Top of Data to use

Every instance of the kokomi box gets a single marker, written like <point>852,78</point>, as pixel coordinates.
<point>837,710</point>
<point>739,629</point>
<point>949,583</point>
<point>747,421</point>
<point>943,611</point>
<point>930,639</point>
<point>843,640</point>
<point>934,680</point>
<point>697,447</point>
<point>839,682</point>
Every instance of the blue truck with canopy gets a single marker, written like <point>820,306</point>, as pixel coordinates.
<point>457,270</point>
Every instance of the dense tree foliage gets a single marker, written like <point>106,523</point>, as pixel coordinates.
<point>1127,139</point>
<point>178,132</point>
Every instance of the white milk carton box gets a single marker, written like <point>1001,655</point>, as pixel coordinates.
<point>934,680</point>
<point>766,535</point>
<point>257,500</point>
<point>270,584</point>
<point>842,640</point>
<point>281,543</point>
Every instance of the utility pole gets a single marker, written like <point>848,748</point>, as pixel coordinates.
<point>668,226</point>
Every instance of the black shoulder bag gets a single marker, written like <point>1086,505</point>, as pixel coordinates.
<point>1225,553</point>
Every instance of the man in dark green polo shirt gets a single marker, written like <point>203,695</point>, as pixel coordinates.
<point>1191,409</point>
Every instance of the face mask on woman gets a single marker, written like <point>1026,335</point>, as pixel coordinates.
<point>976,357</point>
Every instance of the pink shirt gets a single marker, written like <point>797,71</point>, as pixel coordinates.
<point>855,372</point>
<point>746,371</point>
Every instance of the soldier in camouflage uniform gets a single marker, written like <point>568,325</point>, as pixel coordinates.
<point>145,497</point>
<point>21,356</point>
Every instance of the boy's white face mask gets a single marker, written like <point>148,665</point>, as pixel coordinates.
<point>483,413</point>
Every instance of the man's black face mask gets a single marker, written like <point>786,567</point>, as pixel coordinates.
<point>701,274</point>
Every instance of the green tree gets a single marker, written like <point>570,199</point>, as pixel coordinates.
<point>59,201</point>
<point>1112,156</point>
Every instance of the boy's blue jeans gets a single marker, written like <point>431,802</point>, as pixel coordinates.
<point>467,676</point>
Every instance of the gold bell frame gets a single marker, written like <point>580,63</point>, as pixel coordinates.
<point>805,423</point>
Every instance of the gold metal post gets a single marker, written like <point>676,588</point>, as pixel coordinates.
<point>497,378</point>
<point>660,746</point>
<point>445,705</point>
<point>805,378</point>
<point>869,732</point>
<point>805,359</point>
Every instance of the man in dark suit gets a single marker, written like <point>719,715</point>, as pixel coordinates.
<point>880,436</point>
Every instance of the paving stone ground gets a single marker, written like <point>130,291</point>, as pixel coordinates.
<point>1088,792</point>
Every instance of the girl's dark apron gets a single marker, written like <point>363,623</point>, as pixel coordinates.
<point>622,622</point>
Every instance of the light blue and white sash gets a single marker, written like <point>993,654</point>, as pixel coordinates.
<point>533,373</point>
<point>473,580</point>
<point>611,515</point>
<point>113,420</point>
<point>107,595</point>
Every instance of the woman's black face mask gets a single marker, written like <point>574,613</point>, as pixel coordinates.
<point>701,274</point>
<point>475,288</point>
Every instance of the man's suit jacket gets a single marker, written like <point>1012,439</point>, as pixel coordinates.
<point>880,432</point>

Bottom of Data to use

» **Prompt**
Looking at the records above, please output exactly the lines that run from the one holding "Every instance of the man's black" to the final line, and only those.

» **Problem solution**
Every instance of the man's black face mask gets a single marker, written like <point>786,567</point>, as pixel coordinates.
<point>701,274</point>
Every instance of the green tree gets a single marker, written like <point>570,199</point>, as pixel coordinates.
<point>59,201</point>
<point>1112,156</point>
Every instance of the boy's blue jeans gets a single marker, written like <point>431,802</point>, as pixel coordinates.
<point>467,676</point>
Every instance of the gold bell frame gets a single marker, written like <point>580,63</point>, as pixel coordinates.
<point>805,423</point>
Every instance of the gold metal post gets a single marker, written like <point>676,588</point>, as pixel coordinates.
<point>497,378</point>
<point>660,746</point>
<point>445,705</point>
<point>805,378</point>
<point>869,732</point>
<point>805,359</point>
Every instance of the man in dark suit gets a single marker, written like <point>719,715</point>, as pixel coordinates.
<point>880,436</point>
Every instance of the paving stone ground gets a single marker, written like <point>130,291</point>, as pixel coordinates.
<point>1088,792</point>
Every instance of the girl's dark apron gets a single marker, written like <point>363,623</point>, as pixel coordinates.
<point>622,622</point>
Every instance of the light blue and white sash gets a single marker, written like <point>993,654</point>, as pixel coordinates.
<point>533,373</point>
<point>473,580</point>
<point>611,515</point>
<point>113,420</point>
<point>107,595</point>
Every instance of the woman's black face mask gets a single marker, written like <point>574,613</point>, as pixel coordinates.
<point>701,274</point>
<point>475,288</point>
Every instance of the man's suit jacket gets a single marker, written like <point>1012,439</point>, as pixel coordinates.
<point>880,432</point>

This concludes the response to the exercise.